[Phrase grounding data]

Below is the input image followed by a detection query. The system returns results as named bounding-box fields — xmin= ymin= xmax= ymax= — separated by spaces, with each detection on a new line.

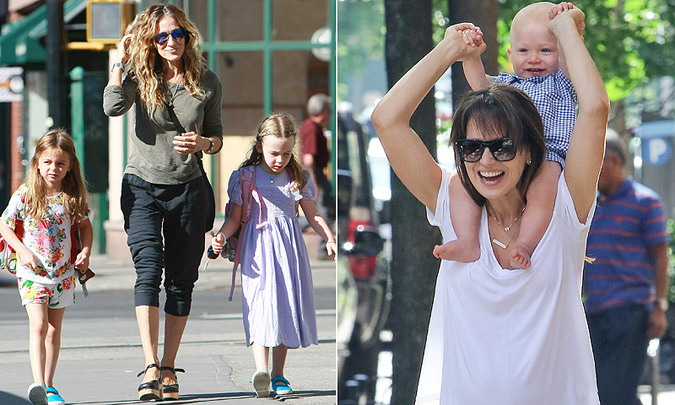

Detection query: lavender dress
xmin=228 ymin=165 xmax=318 ymax=348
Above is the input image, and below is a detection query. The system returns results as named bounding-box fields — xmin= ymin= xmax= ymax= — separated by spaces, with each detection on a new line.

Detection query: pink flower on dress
xmin=36 ymin=232 xmax=50 ymax=249
xmin=62 ymin=276 xmax=73 ymax=290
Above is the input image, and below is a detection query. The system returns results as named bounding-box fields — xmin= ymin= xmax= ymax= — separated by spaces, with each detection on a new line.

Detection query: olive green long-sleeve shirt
xmin=103 ymin=69 xmax=223 ymax=185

**WHAT THE EXERCISE ASKS:**
Each line above should be set down exactly as written, with pictures excluded.

**SOLUTION FOR THIS EXERCISE:**
Below is the input image followed by a detection query. The system returns results as named bounding-box fields — xmin= ymin= xmax= ymax= — separated by spaces, with each detection on a new line.


Detection query: lavender dress
xmin=228 ymin=165 xmax=318 ymax=348
Above is the input image, and below is a detection query. The system returns results as named bounding-box fields — xmin= ymin= xmax= ymax= — separated by spaces, with each detection on a new line.

Detection query: pink flower on dress
xmin=36 ymin=232 xmax=50 ymax=249
xmin=62 ymin=276 xmax=73 ymax=290
Above is the input image, and below is a detection query. The system returns results as named bounding-box fields — xmin= ymin= xmax= ymax= — separated by spaces, with each detection on a new line.

Detection query: olive green long-sleeve shirt
xmin=103 ymin=69 xmax=223 ymax=185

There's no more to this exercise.